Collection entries
________________________________________
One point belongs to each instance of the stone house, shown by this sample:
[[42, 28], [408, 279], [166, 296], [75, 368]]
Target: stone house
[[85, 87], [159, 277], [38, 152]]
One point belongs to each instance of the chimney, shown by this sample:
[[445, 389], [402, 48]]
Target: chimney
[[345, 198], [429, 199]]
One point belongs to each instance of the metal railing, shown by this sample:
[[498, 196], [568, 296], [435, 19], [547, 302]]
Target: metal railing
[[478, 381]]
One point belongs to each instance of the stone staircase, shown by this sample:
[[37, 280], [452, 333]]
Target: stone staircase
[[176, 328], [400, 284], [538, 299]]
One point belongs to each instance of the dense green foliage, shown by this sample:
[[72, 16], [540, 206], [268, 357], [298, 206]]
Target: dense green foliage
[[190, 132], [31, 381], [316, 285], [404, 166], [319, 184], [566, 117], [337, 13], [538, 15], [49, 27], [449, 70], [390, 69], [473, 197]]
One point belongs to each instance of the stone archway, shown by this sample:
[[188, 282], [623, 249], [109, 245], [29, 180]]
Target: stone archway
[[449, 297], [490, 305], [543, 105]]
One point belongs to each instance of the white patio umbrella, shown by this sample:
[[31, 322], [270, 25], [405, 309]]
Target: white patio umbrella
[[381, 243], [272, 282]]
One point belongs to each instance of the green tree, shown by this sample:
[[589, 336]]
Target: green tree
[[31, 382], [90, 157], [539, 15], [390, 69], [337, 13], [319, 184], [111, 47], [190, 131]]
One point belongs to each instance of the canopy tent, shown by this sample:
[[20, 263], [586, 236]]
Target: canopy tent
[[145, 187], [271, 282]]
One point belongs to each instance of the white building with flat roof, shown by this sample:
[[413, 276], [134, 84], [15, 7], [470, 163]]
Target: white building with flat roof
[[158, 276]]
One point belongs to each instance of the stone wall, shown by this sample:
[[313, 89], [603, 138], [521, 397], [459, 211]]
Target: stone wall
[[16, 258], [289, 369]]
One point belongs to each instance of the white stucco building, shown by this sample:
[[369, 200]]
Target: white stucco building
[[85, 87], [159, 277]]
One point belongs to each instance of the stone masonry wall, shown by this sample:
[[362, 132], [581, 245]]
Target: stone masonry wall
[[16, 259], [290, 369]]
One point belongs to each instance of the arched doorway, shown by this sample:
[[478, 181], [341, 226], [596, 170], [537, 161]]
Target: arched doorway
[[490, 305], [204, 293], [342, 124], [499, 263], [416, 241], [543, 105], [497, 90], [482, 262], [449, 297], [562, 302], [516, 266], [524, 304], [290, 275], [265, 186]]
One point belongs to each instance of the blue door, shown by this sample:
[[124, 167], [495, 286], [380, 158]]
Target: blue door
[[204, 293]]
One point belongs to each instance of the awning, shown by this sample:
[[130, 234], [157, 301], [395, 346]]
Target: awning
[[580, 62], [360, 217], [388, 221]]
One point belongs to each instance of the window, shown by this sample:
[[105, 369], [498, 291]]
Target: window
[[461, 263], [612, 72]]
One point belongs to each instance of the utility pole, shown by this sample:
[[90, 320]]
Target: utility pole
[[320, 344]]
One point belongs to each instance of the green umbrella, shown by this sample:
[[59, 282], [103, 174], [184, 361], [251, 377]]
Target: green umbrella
________________________________________
Rewrite every line from the one containing "One point belongs to each instance of the stone staircase, shown" through the one containing "[[176, 328], [400, 284], [538, 299]]" in full, multiplying each point coordinate in the answers by 1.85 and rounding to a whole number, with halves rounded up. Leave every other line and number unchanged.

▶ **Exercise output**
One point belongs to each instance of the stone staircase, shown by this sample:
[[37, 280], [452, 333]]
Target: stone staircase
[[326, 607], [740, 525], [995, 553]]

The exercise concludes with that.